## Set task
Can you return every one of the rows below character for character, with no changes?

------------------------------------------------------------

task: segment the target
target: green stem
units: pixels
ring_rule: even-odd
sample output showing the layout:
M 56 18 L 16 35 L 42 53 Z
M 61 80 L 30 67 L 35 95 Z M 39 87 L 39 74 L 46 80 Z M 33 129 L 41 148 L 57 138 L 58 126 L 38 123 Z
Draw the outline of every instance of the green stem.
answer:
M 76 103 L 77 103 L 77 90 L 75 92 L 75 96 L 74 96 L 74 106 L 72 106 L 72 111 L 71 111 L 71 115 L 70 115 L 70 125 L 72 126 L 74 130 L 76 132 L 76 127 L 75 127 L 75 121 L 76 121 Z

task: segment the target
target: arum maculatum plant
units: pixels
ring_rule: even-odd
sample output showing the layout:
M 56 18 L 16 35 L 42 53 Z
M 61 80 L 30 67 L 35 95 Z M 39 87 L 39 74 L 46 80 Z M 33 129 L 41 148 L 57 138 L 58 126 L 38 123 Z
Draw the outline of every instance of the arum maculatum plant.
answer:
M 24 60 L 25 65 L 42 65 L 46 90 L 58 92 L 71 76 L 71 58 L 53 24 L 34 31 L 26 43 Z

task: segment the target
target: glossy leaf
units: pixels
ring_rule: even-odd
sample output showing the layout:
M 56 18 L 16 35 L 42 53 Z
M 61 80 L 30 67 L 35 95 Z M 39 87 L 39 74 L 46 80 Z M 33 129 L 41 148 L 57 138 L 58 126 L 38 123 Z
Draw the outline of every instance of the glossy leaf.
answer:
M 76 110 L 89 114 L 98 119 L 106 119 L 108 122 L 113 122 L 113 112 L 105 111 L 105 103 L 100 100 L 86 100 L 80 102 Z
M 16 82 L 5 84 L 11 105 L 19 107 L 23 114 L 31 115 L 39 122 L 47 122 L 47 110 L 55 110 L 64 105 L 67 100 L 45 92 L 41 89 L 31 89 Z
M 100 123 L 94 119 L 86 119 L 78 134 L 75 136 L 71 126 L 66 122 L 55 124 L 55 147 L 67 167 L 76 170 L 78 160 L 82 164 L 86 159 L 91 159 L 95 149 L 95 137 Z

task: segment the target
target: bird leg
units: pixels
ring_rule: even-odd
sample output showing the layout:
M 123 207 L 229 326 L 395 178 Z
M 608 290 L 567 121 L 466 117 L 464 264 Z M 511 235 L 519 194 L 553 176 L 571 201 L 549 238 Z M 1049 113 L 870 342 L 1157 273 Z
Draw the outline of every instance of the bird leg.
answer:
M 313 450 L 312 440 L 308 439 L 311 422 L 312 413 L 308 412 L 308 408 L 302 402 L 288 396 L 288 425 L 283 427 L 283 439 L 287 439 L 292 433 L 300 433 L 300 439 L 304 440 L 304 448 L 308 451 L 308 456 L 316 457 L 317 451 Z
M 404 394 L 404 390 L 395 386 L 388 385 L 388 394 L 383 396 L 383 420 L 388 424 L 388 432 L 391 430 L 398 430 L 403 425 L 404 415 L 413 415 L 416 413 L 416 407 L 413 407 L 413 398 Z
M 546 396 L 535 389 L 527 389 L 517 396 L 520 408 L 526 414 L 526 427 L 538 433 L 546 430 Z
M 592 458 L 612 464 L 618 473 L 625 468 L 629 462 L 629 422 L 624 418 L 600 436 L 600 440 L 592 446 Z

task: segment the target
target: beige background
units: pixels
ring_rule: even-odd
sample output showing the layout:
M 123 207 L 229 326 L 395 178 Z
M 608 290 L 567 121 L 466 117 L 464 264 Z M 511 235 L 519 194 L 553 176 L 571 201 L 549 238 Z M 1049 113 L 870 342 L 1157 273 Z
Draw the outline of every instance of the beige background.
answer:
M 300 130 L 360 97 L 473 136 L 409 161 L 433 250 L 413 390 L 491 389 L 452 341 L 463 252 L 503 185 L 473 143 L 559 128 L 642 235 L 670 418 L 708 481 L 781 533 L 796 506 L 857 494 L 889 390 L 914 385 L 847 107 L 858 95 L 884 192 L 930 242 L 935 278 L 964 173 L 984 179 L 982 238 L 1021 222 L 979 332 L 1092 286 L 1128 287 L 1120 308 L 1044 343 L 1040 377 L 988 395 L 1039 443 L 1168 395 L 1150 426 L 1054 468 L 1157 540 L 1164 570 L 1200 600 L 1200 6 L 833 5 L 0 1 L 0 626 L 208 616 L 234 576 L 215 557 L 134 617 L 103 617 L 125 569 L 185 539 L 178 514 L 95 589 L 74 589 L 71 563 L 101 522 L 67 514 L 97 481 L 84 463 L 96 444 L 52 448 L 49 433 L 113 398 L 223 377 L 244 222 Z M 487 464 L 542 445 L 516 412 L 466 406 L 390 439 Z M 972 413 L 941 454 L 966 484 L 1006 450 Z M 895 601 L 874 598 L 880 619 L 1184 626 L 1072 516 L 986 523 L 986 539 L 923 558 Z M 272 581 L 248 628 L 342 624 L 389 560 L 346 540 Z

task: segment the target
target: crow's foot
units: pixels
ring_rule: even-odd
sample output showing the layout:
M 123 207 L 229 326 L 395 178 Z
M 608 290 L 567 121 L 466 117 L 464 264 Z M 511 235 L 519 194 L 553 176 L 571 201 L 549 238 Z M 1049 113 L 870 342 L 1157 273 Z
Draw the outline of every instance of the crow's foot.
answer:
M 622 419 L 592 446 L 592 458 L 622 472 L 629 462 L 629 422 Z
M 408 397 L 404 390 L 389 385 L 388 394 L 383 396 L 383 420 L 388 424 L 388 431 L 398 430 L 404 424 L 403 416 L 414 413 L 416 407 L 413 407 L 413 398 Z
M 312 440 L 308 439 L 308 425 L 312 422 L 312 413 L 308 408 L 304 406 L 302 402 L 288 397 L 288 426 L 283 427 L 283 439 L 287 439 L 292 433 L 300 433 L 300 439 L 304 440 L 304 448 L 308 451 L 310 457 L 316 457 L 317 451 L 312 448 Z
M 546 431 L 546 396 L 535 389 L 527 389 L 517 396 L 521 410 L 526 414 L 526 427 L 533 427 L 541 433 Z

------------------------------------------------------------

## Output of the exercise
task: segment the target
target: green stem
units: pixels
ring_rule: even-odd
sample output showing the layout:
M 56 18 L 16 35 L 42 53 Z
M 61 80 L 30 67 L 35 95 Z M 39 87 L 39 74 L 46 80 Z M 33 129 L 41 148 L 57 138 L 58 126 L 38 123 Z
Draw the outline of every instance of the green stem.
answer:
M 76 103 L 77 103 L 77 90 L 75 92 L 75 96 L 74 96 L 74 106 L 72 106 L 72 111 L 71 111 L 71 115 L 70 115 L 70 125 L 72 126 L 74 130 L 76 132 L 76 127 L 75 127 L 75 121 L 76 121 Z

task: segment the target
target: arum maculatum plant
units: pixels
ring_rule: even-odd
sample output showing the layout:
M 56 18 L 16 35 L 42 53 Z
M 61 80 L 30 67 L 35 95 Z M 39 87 L 39 74 L 46 80 Z M 33 129 L 41 148 L 57 138 L 58 126 L 38 123 Z
Draw the outline of every instance of the arum maculatum plant.
answer:
M 24 60 L 25 65 L 42 65 L 46 90 L 58 92 L 71 76 L 71 58 L 53 24 L 34 31 L 26 43 Z

task: segment the target
target: glossy leaf
units: pixels
ring_rule: even-odd
sample output showing the layout:
M 56 18 L 16 35 L 42 53 Z
M 61 80 L 30 67 L 35 95 Z M 39 87 L 39 74 L 46 80 Z M 33 129 L 41 148 L 57 138 L 58 126 L 38 123 Z
Draw the outline of every instance of the glossy leaf.
answer:
M 76 110 L 89 114 L 98 119 L 106 119 L 108 122 L 113 122 L 113 112 L 105 111 L 105 103 L 100 100 L 86 100 L 80 102 Z
M 16 82 L 5 84 L 11 105 L 19 107 L 23 114 L 31 115 L 39 122 L 47 122 L 47 110 L 55 110 L 64 105 L 67 100 L 45 92 L 41 89 L 31 89 Z
M 100 123 L 94 119 L 86 119 L 78 134 L 75 136 L 71 126 L 66 122 L 55 124 L 55 147 L 67 167 L 76 170 L 78 160 L 82 164 L 86 159 L 91 159 L 95 149 L 95 137 Z

task: segment the target
target: bird leg
units: pixels
ring_rule: even-odd
sample output showing the layout:
M 123 207 L 229 326 L 395 178 Z
M 608 290 L 567 121 L 466 117 L 464 264 Z M 511 235 L 519 194 L 553 176 L 571 201 L 549 238 Z M 1049 113 L 870 342 L 1157 273 Z
Draw the outline of every instance of the bird leg.
answer:
M 313 450 L 312 440 L 308 439 L 311 422 L 312 413 L 308 412 L 308 408 L 302 402 L 288 396 L 288 425 L 283 427 L 283 439 L 287 439 L 292 433 L 300 433 L 300 439 L 304 440 L 304 448 L 308 451 L 308 456 L 316 457 L 317 451 Z
M 404 394 L 404 390 L 395 386 L 388 385 L 388 394 L 383 396 L 383 420 L 388 424 L 388 432 L 391 430 L 398 430 L 403 425 L 404 415 L 413 415 L 416 413 L 416 407 L 413 407 L 413 398 Z
M 546 396 L 535 389 L 527 389 L 517 396 L 520 408 L 526 414 L 526 427 L 538 433 L 546 430 Z
M 592 458 L 612 464 L 618 473 L 625 468 L 629 462 L 629 422 L 624 418 L 600 436 L 600 440 L 592 446 Z

task: segment the target
target: beige background
units: pixels
ring_rule: even-odd
sample output showing the layout:
M 123 207 L 229 326 L 395 178 Z
M 608 290 L 567 121 L 466 117 L 464 264 Z M 511 235 L 519 194 L 553 176 L 571 201 L 549 238 Z M 1049 113 L 870 342 L 1157 273 Z
Draw the outline of every instance of the beige background.
answer:
M 300 130 L 360 97 L 473 136 L 409 161 L 433 250 L 413 390 L 491 389 L 452 341 L 463 252 L 503 185 L 473 143 L 559 128 L 642 235 L 670 418 L 708 481 L 781 533 L 796 506 L 857 494 L 889 390 L 914 385 L 847 107 L 858 95 L 884 192 L 930 242 L 935 278 L 964 173 L 984 179 L 982 238 L 1021 222 L 979 332 L 1092 286 L 1128 287 L 1120 308 L 1044 343 L 1040 377 L 988 395 L 1039 443 L 1168 395 L 1150 426 L 1054 468 L 1157 540 L 1164 570 L 1200 600 L 1200 6 L 833 5 L 0 1 L 0 626 L 208 616 L 234 576 L 215 557 L 134 617 L 103 617 L 125 569 L 185 539 L 178 514 L 95 589 L 74 589 L 71 563 L 101 522 L 67 514 L 97 481 L 84 463 L 96 444 L 52 448 L 49 433 L 113 398 L 223 377 L 244 222 Z M 487 464 L 542 445 L 516 412 L 466 406 L 390 439 Z M 972 413 L 941 454 L 966 484 L 1006 450 Z M 895 601 L 874 598 L 880 619 L 1184 626 L 1072 516 L 986 523 L 986 539 L 923 558 Z M 272 581 L 248 628 L 342 624 L 389 560 L 346 540 Z

task: segment the target
target: crow's foot
units: pixels
ring_rule: even-odd
sample output showing the layout:
M 123 207 L 229 326 L 395 178 Z
M 608 290 L 567 121 L 466 117 L 464 264 Z M 511 235 L 519 194 L 553 176 L 571 201 L 549 238 Z M 1049 113 L 870 342 L 1157 273 Z
Draw the outline of every instance of the crow's foot.
answer:
M 622 419 L 592 446 L 592 458 L 622 472 L 629 462 L 629 422 Z
M 408 397 L 404 390 L 389 385 L 388 394 L 383 396 L 383 420 L 388 424 L 388 431 L 398 430 L 404 424 L 403 416 L 414 413 L 416 407 L 413 407 L 413 398 Z
M 312 440 L 308 439 L 308 425 L 312 422 L 312 413 L 308 408 L 304 406 L 302 402 L 288 397 L 288 426 L 283 427 L 283 439 L 287 439 L 292 433 L 300 433 L 300 439 L 304 440 L 304 448 L 308 451 L 310 457 L 316 457 L 317 451 L 312 448 Z
M 546 431 L 546 396 L 535 389 L 527 389 L 517 396 L 521 410 L 526 414 L 526 427 L 533 427 L 541 433 Z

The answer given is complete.